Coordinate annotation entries
———
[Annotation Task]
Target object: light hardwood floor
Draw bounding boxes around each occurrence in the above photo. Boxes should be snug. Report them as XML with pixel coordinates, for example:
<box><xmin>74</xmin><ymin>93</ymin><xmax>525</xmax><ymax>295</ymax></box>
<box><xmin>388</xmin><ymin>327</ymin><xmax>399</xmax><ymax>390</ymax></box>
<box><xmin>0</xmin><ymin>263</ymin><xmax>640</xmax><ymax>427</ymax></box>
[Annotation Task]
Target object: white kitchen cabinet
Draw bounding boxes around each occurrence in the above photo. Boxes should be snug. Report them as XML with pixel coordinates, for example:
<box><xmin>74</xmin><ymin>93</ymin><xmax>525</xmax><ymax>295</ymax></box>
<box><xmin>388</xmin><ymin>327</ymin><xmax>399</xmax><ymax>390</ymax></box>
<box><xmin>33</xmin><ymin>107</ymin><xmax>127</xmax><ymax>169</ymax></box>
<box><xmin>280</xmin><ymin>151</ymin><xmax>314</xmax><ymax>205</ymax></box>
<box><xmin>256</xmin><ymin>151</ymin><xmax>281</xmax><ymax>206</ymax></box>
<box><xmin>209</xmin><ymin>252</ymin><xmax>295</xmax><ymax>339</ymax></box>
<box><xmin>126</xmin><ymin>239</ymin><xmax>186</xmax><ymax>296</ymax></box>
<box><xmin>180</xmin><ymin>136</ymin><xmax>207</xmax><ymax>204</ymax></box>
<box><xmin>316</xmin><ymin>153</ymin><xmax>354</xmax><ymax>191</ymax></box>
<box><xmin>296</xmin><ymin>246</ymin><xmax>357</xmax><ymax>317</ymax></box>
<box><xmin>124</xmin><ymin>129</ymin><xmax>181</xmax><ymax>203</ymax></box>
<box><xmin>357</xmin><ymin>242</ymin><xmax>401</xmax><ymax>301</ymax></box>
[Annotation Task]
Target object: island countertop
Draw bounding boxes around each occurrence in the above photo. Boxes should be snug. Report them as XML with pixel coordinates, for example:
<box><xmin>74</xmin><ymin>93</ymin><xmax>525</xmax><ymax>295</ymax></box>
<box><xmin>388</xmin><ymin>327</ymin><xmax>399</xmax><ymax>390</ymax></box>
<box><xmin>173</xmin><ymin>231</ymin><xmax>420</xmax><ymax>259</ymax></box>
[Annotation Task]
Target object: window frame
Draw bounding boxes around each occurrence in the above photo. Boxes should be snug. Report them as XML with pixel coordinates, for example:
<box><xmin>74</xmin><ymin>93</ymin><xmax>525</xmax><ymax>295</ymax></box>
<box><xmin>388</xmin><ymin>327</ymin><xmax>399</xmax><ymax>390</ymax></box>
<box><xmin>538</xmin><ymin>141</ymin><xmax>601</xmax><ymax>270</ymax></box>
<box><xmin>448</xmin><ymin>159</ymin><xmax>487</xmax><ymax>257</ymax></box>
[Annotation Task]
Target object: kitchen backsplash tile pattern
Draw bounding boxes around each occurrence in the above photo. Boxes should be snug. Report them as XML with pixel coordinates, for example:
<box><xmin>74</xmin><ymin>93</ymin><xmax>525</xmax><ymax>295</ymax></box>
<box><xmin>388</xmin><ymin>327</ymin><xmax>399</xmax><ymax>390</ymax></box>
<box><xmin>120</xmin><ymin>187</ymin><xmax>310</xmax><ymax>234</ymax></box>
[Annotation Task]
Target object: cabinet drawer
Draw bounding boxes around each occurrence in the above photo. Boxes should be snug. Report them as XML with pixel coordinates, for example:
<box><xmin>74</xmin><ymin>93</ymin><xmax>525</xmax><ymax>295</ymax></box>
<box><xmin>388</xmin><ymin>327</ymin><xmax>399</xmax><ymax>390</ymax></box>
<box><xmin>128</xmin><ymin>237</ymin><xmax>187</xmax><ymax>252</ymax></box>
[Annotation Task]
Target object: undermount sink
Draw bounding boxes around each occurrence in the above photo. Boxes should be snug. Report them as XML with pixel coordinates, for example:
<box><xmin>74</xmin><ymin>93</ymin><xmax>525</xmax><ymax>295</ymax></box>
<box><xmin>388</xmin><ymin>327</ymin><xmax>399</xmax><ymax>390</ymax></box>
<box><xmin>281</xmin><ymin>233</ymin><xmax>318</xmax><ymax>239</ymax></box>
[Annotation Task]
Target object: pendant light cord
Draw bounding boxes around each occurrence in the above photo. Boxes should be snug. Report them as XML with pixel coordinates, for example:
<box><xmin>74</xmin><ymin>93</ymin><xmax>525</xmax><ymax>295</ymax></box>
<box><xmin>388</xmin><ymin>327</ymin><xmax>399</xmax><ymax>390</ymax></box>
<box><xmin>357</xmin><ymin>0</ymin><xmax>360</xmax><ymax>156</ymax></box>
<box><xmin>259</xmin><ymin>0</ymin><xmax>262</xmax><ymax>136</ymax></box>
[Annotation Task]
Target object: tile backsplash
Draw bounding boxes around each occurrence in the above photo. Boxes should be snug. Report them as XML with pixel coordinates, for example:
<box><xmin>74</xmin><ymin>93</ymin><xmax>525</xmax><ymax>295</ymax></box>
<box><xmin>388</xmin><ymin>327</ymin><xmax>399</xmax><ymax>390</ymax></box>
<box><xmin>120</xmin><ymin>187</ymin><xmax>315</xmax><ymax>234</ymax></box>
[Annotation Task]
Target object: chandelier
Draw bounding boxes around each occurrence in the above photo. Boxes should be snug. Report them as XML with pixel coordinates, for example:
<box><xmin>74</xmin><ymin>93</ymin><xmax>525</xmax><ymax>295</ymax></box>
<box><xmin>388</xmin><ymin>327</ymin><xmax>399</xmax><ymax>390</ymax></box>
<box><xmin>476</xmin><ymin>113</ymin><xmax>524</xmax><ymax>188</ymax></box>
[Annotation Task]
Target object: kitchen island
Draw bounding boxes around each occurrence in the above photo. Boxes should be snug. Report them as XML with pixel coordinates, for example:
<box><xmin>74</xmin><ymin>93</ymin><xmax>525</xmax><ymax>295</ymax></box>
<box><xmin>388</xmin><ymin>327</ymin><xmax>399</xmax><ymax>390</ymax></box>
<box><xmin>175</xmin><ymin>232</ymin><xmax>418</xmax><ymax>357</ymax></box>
———
CHALLENGE: Make an exact copy of every entry.

THE OUTPUT:
[Annotation Task]
Target object: light hardwood floor
Draw bounding boxes around each occurrence in the above photo. Boxes should be snug. Report them as XML with pixel coordinates, for example:
<box><xmin>74</xmin><ymin>93</ymin><xmax>525</xmax><ymax>295</ymax></box>
<box><xmin>388</xmin><ymin>327</ymin><xmax>399</xmax><ymax>390</ymax></box>
<box><xmin>0</xmin><ymin>263</ymin><xmax>640</xmax><ymax>427</ymax></box>
[Annotation Task]
Target object: white kitchen cabinet
Draw bounding boxes around each occurrence in the above photo. Boxes should be snug. Report them as XML with pixel coordinates, for example:
<box><xmin>74</xmin><ymin>93</ymin><xmax>525</xmax><ymax>295</ymax></box>
<box><xmin>388</xmin><ymin>327</ymin><xmax>399</xmax><ymax>390</ymax></box>
<box><xmin>33</xmin><ymin>107</ymin><xmax>127</xmax><ymax>169</ymax></box>
<box><xmin>280</xmin><ymin>151</ymin><xmax>314</xmax><ymax>205</ymax></box>
<box><xmin>256</xmin><ymin>151</ymin><xmax>281</xmax><ymax>206</ymax></box>
<box><xmin>209</xmin><ymin>252</ymin><xmax>295</xmax><ymax>339</ymax></box>
<box><xmin>126</xmin><ymin>239</ymin><xmax>186</xmax><ymax>296</ymax></box>
<box><xmin>180</xmin><ymin>136</ymin><xmax>207</xmax><ymax>204</ymax></box>
<box><xmin>316</xmin><ymin>153</ymin><xmax>354</xmax><ymax>191</ymax></box>
<box><xmin>296</xmin><ymin>246</ymin><xmax>357</xmax><ymax>317</ymax></box>
<box><xmin>124</xmin><ymin>129</ymin><xmax>181</xmax><ymax>203</ymax></box>
<box><xmin>357</xmin><ymin>242</ymin><xmax>401</xmax><ymax>301</ymax></box>
[Annotation Task]
Target object: island countertop
Draw bounding boxes around each occurrence in the above photo. Boxes should be snug. Report them as XML with pixel coordinates, for example:
<box><xmin>74</xmin><ymin>93</ymin><xmax>525</xmax><ymax>295</ymax></box>
<box><xmin>388</xmin><ymin>327</ymin><xmax>399</xmax><ymax>390</ymax></box>
<box><xmin>173</xmin><ymin>231</ymin><xmax>420</xmax><ymax>259</ymax></box>
[Annotation Task]
Target object: window frame
Draw bounding boxes around each occurrence in the above photo. Boxes should be snug. Report them as XML with pixel coordinates, for example:
<box><xmin>74</xmin><ymin>93</ymin><xmax>525</xmax><ymax>295</ymax></box>
<box><xmin>388</xmin><ymin>327</ymin><xmax>399</xmax><ymax>390</ymax></box>
<box><xmin>538</xmin><ymin>141</ymin><xmax>601</xmax><ymax>270</ymax></box>
<box><xmin>448</xmin><ymin>159</ymin><xmax>487</xmax><ymax>257</ymax></box>
[Annotation Task]
Target object: kitchen backsplash tile pattern
Draw bounding boxes around each occurrence in the above photo. Boxes should be snug. Report them as XML with pixel coordinates, for example:
<box><xmin>74</xmin><ymin>93</ymin><xmax>525</xmax><ymax>295</ymax></box>
<box><xmin>388</xmin><ymin>327</ymin><xmax>399</xmax><ymax>390</ymax></box>
<box><xmin>120</xmin><ymin>187</ymin><xmax>310</xmax><ymax>234</ymax></box>
[Annotation Task]
Target object: cabinet drawer
Draw bounding boxes around each occurrence in the above photo. Boxes should be snug. Report them as XML with pixel coordinates, for example:
<box><xmin>74</xmin><ymin>93</ymin><xmax>525</xmax><ymax>295</ymax></box>
<box><xmin>388</xmin><ymin>327</ymin><xmax>399</xmax><ymax>390</ymax></box>
<box><xmin>128</xmin><ymin>237</ymin><xmax>187</xmax><ymax>252</ymax></box>
[Annotation Task]
Target object: undermount sink
Draw bounding boxes around each occurrence in the above photo. Boxes should be snug. Report them as XML with pixel coordinates, for example:
<box><xmin>74</xmin><ymin>93</ymin><xmax>525</xmax><ymax>295</ymax></box>
<box><xmin>388</xmin><ymin>327</ymin><xmax>399</xmax><ymax>390</ymax></box>
<box><xmin>281</xmin><ymin>233</ymin><xmax>318</xmax><ymax>239</ymax></box>
[Annotation Task]
Target object: pendant light cord
Draw bounding boxes around each occurrence in the above photo. Boxes should be snug. Report them as XML with pixel coordinates, for example:
<box><xmin>74</xmin><ymin>93</ymin><xmax>525</xmax><ymax>295</ymax></box>
<box><xmin>388</xmin><ymin>327</ymin><xmax>399</xmax><ymax>390</ymax></box>
<box><xmin>357</xmin><ymin>0</ymin><xmax>360</xmax><ymax>156</ymax></box>
<box><xmin>259</xmin><ymin>0</ymin><xmax>262</xmax><ymax>136</ymax></box>
[Annotation Task]
Target object: tile backsplash
Draw bounding boxes around each occurrence in the above photo. Boxes should be snug. Report them as XML with pixel coordinates, for example:
<box><xmin>74</xmin><ymin>93</ymin><xmax>525</xmax><ymax>295</ymax></box>
<box><xmin>388</xmin><ymin>327</ymin><xmax>399</xmax><ymax>390</ymax></box>
<box><xmin>120</xmin><ymin>187</ymin><xmax>315</xmax><ymax>234</ymax></box>
[Annotation Task]
Target object: chandelier
Draw bounding boxes around each occurrence in the above photo. Boxes should be snug. Report them as XML with pixel coordinates, for example:
<box><xmin>74</xmin><ymin>93</ymin><xmax>525</xmax><ymax>295</ymax></box>
<box><xmin>388</xmin><ymin>327</ymin><xmax>399</xmax><ymax>390</ymax></box>
<box><xmin>476</xmin><ymin>113</ymin><xmax>524</xmax><ymax>188</ymax></box>
[Annotation Task]
Target object: kitchen island
Draw bounding boxes around each occurrence in the above photo. Boxes should be snug. Report them as XML with pixel coordinates, for example:
<box><xmin>74</xmin><ymin>93</ymin><xmax>525</xmax><ymax>295</ymax></box>
<box><xmin>388</xmin><ymin>327</ymin><xmax>399</xmax><ymax>390</ymax></box>
<box><xmin>175</xmin><ymin>232</ymin><xmax>418</xmax><ymax>357</ymax></box>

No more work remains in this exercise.